> _Deine Aufgabe 1_
Warum passt im Forumstext übers Mountainbike die Lockout-Fernbedienung nicht an den Iridium-Lenker?
> _Deine Aufgabe 2_
Setze den Forumstext übers Mountainbike an der Stelle fort, an der er aufhört.

Das Rad hat funktionell keine Einbusen hinnehmen müssen. Hinten ist nun sogar eine 180er Bremse, auch bei den Reifen bin ich bei NN 2,25 vorne und hinten geblieben. Den Sattel finde ich sogar bequemer als den SLK.


----------



## Prof. Dr. YoMan (18. Februar 2007)

Es sieht schlichtweg GEIL aus!


----------



## Bechy (18. Februar 2007)

nach dem heute den ganzen Vormittag mit meiner Gabel gekämpft habe... bin ich  zu folgendem gekommen....


http://www.mtb-news.de/forum/showthread.php?p=3457339#post3457339

Ein Problem mit dem LockOut BowdenZug







Vielleicht kennt sich auch von euch jemand damit aus.


----------



## MTB-News.de




----------



## Bechy (18. Februar 2007)

hat sich geklärt.... alles wieder ganz.

Nun passt nur nicht die Lockout Fernbedienung an den Iridium-Lenker, da der Durchmesser durch die Wölbung zu dick ist.... Dort wo Bremsen und Schalt-Trigger sind, würde die Fernbedienung passen...

Neuer Lenker muss her  Oder gibt es da ne Lösung? Evtl eine längere Schraube.





So sieht es aus.


----------



## Bechy (18. Februar 2007)

> _Daten_
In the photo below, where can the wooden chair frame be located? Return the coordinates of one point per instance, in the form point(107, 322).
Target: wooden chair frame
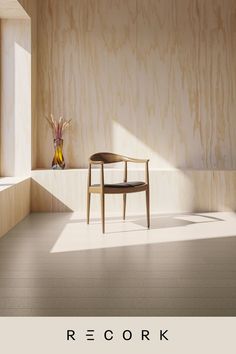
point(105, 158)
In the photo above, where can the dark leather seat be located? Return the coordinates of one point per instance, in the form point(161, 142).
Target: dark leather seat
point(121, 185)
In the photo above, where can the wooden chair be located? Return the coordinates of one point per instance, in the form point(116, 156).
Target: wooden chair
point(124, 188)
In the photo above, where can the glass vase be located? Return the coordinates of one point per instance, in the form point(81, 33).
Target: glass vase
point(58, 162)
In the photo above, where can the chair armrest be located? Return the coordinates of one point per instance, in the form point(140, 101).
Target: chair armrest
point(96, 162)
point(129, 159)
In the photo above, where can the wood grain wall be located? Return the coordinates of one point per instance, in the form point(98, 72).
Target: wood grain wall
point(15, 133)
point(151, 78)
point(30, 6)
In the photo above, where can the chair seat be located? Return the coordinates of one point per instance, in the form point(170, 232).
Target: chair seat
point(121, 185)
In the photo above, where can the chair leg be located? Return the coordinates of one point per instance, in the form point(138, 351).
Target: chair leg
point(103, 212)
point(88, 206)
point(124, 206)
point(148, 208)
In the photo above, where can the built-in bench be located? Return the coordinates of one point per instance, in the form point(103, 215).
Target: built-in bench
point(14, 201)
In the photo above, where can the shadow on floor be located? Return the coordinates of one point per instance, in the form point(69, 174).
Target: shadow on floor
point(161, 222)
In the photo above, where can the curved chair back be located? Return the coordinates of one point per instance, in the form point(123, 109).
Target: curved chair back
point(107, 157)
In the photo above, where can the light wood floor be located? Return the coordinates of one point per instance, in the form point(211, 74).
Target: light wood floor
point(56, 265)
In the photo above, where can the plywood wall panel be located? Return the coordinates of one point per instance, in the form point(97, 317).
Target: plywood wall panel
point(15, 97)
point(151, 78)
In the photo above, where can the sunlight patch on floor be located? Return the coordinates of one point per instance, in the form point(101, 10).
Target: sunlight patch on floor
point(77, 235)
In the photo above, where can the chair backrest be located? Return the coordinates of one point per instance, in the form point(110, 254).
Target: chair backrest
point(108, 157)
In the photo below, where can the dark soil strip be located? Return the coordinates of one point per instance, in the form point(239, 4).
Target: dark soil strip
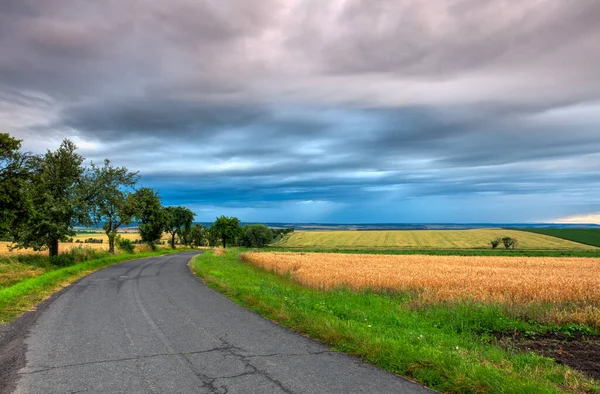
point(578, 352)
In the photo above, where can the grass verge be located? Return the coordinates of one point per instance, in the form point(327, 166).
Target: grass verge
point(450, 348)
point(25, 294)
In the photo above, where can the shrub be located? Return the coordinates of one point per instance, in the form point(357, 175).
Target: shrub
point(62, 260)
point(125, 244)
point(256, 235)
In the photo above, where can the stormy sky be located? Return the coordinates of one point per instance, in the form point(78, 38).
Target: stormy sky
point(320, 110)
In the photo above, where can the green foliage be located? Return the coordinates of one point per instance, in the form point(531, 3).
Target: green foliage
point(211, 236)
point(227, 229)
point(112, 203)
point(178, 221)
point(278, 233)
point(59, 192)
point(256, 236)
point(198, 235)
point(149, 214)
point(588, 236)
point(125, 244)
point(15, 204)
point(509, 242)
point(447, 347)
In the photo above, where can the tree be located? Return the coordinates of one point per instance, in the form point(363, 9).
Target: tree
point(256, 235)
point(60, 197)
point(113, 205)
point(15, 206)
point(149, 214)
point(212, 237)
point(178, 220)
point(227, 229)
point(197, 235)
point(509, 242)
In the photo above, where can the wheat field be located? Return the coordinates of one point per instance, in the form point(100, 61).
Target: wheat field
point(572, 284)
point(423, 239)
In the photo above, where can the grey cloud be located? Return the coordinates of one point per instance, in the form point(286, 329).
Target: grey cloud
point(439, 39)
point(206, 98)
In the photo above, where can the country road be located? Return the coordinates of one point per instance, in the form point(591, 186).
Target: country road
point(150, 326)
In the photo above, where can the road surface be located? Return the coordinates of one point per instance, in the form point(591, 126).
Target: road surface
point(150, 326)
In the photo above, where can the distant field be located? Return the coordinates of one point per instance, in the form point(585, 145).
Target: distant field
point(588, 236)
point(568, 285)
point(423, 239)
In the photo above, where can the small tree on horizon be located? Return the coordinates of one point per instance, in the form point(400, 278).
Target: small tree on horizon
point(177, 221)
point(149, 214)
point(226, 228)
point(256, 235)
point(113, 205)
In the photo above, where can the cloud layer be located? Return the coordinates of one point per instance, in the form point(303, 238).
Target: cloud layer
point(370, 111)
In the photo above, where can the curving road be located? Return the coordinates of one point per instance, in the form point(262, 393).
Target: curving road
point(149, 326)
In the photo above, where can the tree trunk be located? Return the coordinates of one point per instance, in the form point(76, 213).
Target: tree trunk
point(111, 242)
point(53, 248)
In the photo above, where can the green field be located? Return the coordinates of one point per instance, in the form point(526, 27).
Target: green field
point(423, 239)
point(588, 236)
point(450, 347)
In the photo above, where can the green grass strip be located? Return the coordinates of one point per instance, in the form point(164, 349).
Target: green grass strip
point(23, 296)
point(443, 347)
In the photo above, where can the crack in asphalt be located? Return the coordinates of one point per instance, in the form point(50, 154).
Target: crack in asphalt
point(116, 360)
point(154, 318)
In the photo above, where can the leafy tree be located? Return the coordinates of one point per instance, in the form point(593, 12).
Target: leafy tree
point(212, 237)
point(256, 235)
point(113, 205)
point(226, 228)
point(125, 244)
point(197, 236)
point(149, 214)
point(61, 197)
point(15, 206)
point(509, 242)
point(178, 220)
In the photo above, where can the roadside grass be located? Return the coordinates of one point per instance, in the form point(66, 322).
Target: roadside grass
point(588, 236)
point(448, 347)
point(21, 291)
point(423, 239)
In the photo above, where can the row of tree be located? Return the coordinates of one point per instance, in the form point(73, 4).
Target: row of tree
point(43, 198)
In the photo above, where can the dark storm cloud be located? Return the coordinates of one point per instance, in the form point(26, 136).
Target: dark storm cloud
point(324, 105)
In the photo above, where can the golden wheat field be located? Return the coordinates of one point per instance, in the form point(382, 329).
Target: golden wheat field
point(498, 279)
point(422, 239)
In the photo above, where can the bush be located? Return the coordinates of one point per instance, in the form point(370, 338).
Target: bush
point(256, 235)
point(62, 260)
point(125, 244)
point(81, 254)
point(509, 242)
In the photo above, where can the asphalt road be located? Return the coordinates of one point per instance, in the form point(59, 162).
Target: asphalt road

> _Lösung 1_
Weil der Durchmesser durch die Wölbung zu dick ist.

> _Lösung 2_
hat sich geklärt.... alles wieder ganz.

Nun passt nur nicht die Lockout Fernbedienung an den Iridium-Lenker, da der Durchmesser durch die Wölbung zu dick ist.... Dort wo Bremsen und Schalt-Trigger sind, würde die Fernbedienung passen...

Neuer Lenker muss her  Oder gibt es da ne Lösung? Evtl eine längere Schraube.





So sieht es aus.


----------



## Bechy (19. Februar 2007)

Ich werde wohl nicht um einen Lenker-Kauf herum kommen.

Könnt ihr mir einen günstigen, leichten empfehlen? Diesmal möchte ich einen fast geraden Lenker, so in etwa wie der von Rerun.
Vielleicht kann man das ja auch mit einen neuen Vorbau koppeln. Bloß leider kenn ich micht mit der Geometrie nicht soo aus. Ich möchte das Bike eher Race-Lastiger verändern, als in Richtung Enduro.

Vielleicht habt ihr einen Tip 

MfG,
Bechy


----------



## tschobi (20. Februar 2007)

Rerun schrieb:


> Heute habe ich nun endlich meine SL angeschraubt.
> Gewichtsersparnis zur Juicy7 185/160 sind insgesamt 166g, was ich schon recht ordentlich finde! Die Tune Schnellspanner haben 68g gespart. Die SRAM PG990 Kassette in 11-32 gegenüber der XT in 11-34 20g (war aber mehr der Optik wegen). Hier ein paar Bilder (sorry 1MB)...
> 
> 
> ...




Sieht echt klasse aus. Wo bekommt man die Teile, besonders tune. Hab die nicht gefunden!


----------



## Rerun (20. Februar 2007)

Ich habs glaub ich bei hibike.de gekauft. Gibt es aber (fast) überall  
bike24.net ist auch ein sehr guter online Shop (sehr zuverlässig und schnell)!


----------



## Mister P. (20. Februar 2007)

...oder bike-discount.de, da kauf ich meistens ein. Ebenfalls zuverlässig und schnell.

Greetz


----------



## tschobi (20. Februar 2007)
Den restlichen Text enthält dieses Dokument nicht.